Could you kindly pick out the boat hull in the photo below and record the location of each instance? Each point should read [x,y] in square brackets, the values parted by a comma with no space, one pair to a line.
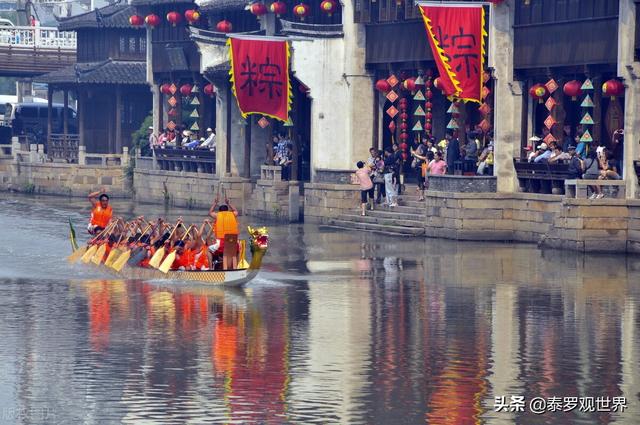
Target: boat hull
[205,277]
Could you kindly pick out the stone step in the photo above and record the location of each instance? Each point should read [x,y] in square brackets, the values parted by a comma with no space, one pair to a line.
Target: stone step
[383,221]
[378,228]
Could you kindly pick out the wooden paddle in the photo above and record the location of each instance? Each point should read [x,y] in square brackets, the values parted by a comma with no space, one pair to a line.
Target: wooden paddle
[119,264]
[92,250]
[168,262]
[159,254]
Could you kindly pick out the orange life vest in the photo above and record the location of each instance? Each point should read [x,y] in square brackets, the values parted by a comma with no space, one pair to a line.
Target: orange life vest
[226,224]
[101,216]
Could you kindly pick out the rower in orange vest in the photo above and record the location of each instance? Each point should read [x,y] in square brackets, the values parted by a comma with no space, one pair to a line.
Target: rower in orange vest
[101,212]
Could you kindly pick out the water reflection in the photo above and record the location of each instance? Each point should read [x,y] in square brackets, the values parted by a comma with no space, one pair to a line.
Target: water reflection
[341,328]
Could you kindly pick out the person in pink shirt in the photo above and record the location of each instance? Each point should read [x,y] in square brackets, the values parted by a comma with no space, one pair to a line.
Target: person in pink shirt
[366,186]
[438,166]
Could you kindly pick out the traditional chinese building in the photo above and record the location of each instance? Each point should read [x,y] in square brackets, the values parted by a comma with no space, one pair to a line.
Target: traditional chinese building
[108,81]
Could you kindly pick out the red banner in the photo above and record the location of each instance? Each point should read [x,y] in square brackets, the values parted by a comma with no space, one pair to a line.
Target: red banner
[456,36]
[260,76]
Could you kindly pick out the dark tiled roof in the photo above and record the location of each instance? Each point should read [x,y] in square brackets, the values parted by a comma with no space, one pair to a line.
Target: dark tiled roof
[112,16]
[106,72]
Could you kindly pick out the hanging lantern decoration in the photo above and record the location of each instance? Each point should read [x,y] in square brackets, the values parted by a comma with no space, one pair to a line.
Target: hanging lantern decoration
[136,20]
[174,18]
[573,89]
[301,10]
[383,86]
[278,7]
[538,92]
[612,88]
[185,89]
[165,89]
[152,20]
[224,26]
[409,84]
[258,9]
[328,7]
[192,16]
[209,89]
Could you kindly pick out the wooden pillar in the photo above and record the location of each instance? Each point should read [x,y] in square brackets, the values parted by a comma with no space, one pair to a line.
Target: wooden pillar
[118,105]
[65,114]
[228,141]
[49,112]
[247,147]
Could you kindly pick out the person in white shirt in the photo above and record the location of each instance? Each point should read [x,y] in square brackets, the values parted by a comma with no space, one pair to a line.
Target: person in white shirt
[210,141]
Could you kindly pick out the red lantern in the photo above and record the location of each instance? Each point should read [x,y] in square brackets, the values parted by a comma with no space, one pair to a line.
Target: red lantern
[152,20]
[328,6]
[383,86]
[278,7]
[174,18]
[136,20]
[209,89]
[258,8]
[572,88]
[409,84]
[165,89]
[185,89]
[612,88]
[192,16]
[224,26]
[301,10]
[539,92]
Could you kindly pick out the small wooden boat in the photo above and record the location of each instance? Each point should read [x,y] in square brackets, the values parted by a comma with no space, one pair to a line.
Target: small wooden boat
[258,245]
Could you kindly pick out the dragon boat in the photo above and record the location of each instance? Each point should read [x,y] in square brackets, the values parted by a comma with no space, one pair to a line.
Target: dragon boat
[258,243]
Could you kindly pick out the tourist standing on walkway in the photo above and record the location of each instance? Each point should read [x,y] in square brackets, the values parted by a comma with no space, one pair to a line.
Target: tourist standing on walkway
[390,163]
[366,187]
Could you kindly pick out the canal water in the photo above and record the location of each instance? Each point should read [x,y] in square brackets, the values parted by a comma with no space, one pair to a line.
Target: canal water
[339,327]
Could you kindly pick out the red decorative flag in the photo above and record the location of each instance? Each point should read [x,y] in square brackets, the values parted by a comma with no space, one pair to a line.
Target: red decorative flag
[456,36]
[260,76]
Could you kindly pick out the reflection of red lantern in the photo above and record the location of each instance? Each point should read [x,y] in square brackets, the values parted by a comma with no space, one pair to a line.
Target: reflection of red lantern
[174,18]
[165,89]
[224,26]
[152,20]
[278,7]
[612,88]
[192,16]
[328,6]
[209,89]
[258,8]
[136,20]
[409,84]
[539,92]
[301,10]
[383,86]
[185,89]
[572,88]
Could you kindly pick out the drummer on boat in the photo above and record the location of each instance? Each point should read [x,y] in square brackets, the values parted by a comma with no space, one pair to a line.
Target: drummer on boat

§

Repeat the data exactly in full, omitting its pictures.

■ **Result below**:
Could you kindly pick out the boat hull in the photo below and record the location of each instance? Each point should read [x,y] in square brackets, the values parted by a comma with no space, one pair to a line.
Target: boat hull
[205,277]
Could you kindly pick out the stone step in the photo above and record the location of each instance? Each point should read [x,y] in square brackets, the values parted by a comma with no space, one pair to a line.
Target: stone step
[383,221]
[378,228]
Could you kindly pick out the wooden paddle in the photo above and record the location of each instance? Each point should read [x,y] in square brackets, the values parted by a comma with no space, one pair to a line.
Target: wooden paddle
[119,264]
[92,250]
[168,262]
[159,254]
Could you kindly pick out the orange life vest in the photo above and record the location of each instance? Each point should read [x,y] in square brackets, the values parted by a comma with no space, one pair to a line.
Target: orange life vest
[226,224]
[101,216]
Could you kindly pick out the rower in orange vest in the photo above and record the location of each instance? Each point should read [x,y] in square brackets, the values parted by a comma with no space, one pair to a line.
Target: rower in orange vest
[101,212]
Could you kindly pick out the water reflection in the photo above and record the location of each instance? Each point should read [x,y] in square brackets, the values parted by a comma with no space, one pair to a line.
Target: water reflection
[341,328]
Could you kindly pick out the person in pink shirt in the photo above and record the location of each instance? Each point should read [x,y] in square brackets, the values parted by a comma with no space, one pair to a line.
Target: person in pink shirt
[366,186]
[438,166]
Could you kindly pick out the traditional chinese building in the photo above and record the location of each instance? Each point should read [x,y] in square brackets, the values parted by a comma with no space, one pair to a line.
Target: traditional chinese building
[108,81]
Could you kindly pick out the red banner in the photo above and record the location of each instance? Each point should read [x,y] in square brackets, the values parted by a comma with no space, one pair to a line.
Target: red banner
[456,36]
[260,76]
Could you kindly pick out the dark tiled roof in the photo above and record the location of each instance? Each point should read [x,y] in square brackets, the values parted by a comma with no space, one pair to a line.
Target: dark tiled roof
[112,16]
[106,72]
Could you kindly pick out the hanging lantern decoration in the photo above and record the location of each instance? Each point should read [x,y] in square brackets, the values parted by a comma with no space, one pair to a line.
Target: hanging lantern decoration
[136,20]
[174,18]
[573,89]
[301,10]
[383,86]
[278,7]
[538,92]
[612,88]
[185,89]
[165,89]
[152,20]
[224,26]
[409,84]
[258,9]
[328,7]
[192,16]
[209,89]
Could you kindly pick out the wooden pillar in the photo above and record the location of each instance? Each point should read [x,y] in square brackets, the values parted by a comma with no space, one pair to a line.
Target: wooden pillar
[118,105]
[65,114]
[228,141]
[49,112]
[247,147]
Could you kindly pick out the person in white shirt in the photo above and record the location of each instance? Each point should read [x,y] in square brackets, the values parted by a comma with no space, one pair to a line.
Target: person in white shirt
[210,141]
Could you kindly pick out the red lantern in the photo above and record the location of each instance? Each point should read [x,y] in square brackets, the values parted by a comma with no space, one pair to a line.
Target: red lantern
[152,20]
[328,6]
[383,86]
[278,7]
[174,18]
[136,20]
[209,89]
[258,8]
[572,88]
[409,84]
[165,89]
[185,89]
[612,88]
[192,16]
[224,26]
[301,10]
[539,92]
Could you kindly pick out the small wooden boat in the photo above and record the location of each instance? Each point should read [x,y] in square brackets, the values parted by a comma with no space, one pair to a line.
Target: small wooden boat
[258,245]
Could you kindly pick out the dragon boat in the photo above and record the location of each instance? Each point should read [x,y] in square brackets, the values parted by a comma with no space, one pair to a line.
Target: dragon boat
[258,243]
Could you kindly pick out the tourist standing on walkway in the photo above and record the location of each instance? Each point should read [x,y] in square brackets, the values parted by a comma with no space, one pair to a line.
Target: tourist standing on walkway
[390,163]
[366,187]
Could you kindly pick out the canal water in the photo above and record the location of each instance? Each point should read [x,y] in square brackets, the values parted by a comma with no space, one pair to a line.
Target: canal water
[339,327]
Could you kindly pick out the red decorative flag in the photo above and record the location of each instance? Each point should read [x,y] in square brackets, the values parted by a comma with no space, one pair to a line.
Target: red decorative flag
[456,36]
[260,76]
Could you kindly pick out the reflection of red lantern in the photo above and record the location of each instance? Each point should read [x,y] in square brackets, the values parted by a comma with no space, one pair to a line.
Target: reflection of red lantern
[174,18]
[165,89]
[224,26]
[152,20]
[278,7]
[612,88]
[192,16]
[328,6]
[209,89]
[258,8]
[136,20]
[409,84]
[539,92]
[301,10]
[383,86]
[185,89]
[572,88]
Could you kindly pick out the drummer on boat in the photo above and record the location of each instance? Each point should read [x,y] in square brackets, the values parted by a comma with no space, one pair to a line.
Target: drummer on boat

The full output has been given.